_Records for this exercise_.
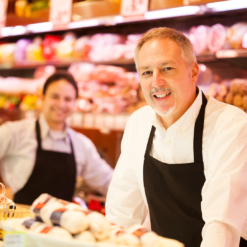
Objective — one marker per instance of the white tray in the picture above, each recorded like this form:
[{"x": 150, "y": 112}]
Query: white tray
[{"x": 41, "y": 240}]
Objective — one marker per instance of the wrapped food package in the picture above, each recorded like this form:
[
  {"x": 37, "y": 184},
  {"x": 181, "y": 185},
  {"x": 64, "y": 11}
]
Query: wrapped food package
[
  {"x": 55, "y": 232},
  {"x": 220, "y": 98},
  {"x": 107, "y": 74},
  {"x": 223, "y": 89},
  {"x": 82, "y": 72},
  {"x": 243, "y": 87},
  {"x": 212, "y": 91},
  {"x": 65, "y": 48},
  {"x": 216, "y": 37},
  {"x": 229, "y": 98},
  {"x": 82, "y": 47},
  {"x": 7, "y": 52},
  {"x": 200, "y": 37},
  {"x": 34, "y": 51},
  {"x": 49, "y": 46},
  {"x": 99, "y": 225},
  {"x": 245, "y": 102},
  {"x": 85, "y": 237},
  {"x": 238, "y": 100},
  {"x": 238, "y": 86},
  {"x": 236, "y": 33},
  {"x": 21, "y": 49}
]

...

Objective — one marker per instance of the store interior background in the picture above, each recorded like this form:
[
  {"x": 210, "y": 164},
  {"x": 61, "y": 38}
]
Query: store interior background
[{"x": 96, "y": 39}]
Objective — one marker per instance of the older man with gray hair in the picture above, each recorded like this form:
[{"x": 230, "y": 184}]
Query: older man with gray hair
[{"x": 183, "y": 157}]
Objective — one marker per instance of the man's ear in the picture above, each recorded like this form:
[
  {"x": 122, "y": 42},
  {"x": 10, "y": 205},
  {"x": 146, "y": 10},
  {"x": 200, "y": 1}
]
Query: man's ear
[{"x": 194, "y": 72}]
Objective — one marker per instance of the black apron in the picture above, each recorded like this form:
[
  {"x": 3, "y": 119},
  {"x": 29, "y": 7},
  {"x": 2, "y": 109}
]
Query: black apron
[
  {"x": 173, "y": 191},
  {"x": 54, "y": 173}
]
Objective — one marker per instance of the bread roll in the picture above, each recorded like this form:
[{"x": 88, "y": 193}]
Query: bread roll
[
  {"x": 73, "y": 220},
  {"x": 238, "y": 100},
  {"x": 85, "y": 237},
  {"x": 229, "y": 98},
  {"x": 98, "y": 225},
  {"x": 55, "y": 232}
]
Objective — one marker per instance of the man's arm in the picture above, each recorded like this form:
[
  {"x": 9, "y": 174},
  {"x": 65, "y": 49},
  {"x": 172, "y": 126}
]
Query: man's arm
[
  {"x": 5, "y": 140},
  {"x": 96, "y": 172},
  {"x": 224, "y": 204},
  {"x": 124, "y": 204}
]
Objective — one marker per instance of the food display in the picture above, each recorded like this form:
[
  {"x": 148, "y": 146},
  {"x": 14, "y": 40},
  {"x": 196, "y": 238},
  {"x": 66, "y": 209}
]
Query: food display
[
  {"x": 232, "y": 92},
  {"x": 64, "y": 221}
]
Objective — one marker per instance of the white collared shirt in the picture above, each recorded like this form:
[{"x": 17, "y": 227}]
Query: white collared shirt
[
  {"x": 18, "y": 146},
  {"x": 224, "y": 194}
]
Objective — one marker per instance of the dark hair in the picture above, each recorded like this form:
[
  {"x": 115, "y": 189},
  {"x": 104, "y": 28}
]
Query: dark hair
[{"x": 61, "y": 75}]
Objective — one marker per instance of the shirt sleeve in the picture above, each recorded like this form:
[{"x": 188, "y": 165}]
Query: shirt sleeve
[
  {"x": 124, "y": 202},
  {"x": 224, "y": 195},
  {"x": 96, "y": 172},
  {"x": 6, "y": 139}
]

_Task objective_. Count how many lines in the records above contain the string "black", matching case exactly, and reply with that number alone.

_Response for this exercise_. 2